* Texte fourni:
━━━━━━

En cette année 2019, nous avons pris le temps de se souvenir du premier pas sur la Lune, mais on a souvent oublié les difficultés du programme Apollo, mobilisant sur plusieurs années des milliards de dollars (150) et des milliers d’hommes (400 000).
A l’heure du « tout, tout de suite », saurons-nous retrouver la capacité qui fut la nôtre de soutenir dans la durée des projets aussi ambitieux ?
Trois ans avant l’alunissage, Samuel Phillips, chargé de clarifier les causes des dérives du programme spatial, mettait en garde ses commanditaires : « Après prise en compte des éléments positifs, je n’ai pas pu trouver de raisons solides qui donneraient confiance dans la performance future du programme. »
Le vaisseau spatial, initialement estimé à 400 millions de dollars, fut en réalité neuf fois plus coûteux. Un incendie a emporté l’équipage d’Apollo 1 deux ans et demi avant Apollo 11.
En 1970, une explosion a lieu à bord d’Apollo 13 – le fameux « Houston, on a un problème » du film avec Tom Hanks.
En 1986, Challenger (la navette) explose soixante-treize secondes après son décollage, emportant l’ensemble de l’équipage. Une tragédie due à la défaillance d’un joint à 70 centimes.

━━━━━━

* Lignes de données:
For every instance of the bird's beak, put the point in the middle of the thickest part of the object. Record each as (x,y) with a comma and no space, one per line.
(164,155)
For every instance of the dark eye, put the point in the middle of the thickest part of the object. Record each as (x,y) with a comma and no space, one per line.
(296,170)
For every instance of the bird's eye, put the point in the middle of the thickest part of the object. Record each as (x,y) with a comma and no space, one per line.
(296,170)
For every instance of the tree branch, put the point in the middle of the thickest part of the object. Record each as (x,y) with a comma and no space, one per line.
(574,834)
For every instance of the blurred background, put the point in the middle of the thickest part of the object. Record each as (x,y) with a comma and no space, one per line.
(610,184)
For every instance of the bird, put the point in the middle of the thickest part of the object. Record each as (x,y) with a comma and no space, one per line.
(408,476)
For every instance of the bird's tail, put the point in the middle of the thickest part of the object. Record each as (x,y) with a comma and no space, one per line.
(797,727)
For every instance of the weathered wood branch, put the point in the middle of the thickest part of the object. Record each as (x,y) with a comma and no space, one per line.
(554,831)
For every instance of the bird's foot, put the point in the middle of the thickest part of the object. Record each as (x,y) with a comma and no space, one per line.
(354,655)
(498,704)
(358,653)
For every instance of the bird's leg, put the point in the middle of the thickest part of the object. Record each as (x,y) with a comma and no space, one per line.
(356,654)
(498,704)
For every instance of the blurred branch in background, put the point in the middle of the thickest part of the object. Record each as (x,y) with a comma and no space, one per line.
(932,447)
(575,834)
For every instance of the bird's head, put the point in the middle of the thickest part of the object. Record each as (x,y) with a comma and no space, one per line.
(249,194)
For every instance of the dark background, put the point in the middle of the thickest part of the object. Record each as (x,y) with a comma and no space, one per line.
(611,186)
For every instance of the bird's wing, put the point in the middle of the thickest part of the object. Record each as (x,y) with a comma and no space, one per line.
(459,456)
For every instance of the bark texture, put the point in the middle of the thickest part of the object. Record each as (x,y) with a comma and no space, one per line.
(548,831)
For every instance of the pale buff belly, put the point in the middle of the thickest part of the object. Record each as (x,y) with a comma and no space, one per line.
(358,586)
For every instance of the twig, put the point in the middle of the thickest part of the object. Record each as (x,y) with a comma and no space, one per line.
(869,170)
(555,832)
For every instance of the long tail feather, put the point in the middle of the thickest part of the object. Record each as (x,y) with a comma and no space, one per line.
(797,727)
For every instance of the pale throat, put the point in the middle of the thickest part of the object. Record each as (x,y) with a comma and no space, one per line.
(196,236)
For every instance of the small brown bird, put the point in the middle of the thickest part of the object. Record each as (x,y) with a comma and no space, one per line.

━━━━━━

* Consignes de l'exercice:
1. Pour chacune des affirmations suivantes, indiquez par oui ou par non si elle concorde avec le texte sur le programme Apollo, et citez les mots du texte qui en décident : (a) le vaisseau spatial a coûté neuf fois plus que son estimation initiale ; (b) la navette Challenger a explosé en 1970 ; (c) le programme Apollo a mobilisé 400 000 hommes.
2. Convertissez en tableau Markdown les lignes de données, à partir de celle qui contient « For every instance of the pale throat, put » et jusqu'à la fin des lignes de données, bornes comprises, sans les lignes vides. Employez les colonnes « Numéro » et « Ligne ».
Les lignes n'ont aucun rapport avec le texte sur le programme Apollo.

* Réponses dans l'ordre:
1.
(a) Oui : « fut en réalité neuf fois plus coûteux ».
(b) Non : « En 1986, Challenger (la navette) explose ».
(c) Oui : « des milliers d’hommes (400 000) ».

2.
| Numéro | Ligne |
|---|---|
| 1 | For every instance of the pale throat, put the point in the middle of the thickest part of the object. Record each as (x,y) with a comma and no space, one per line. |
| 2 | (196,236) |
| 3 | For every instance of the small brown bird, put the point in the middle of the thickest part of the object. Record each as (x,y) with a comma and no space, one per line. |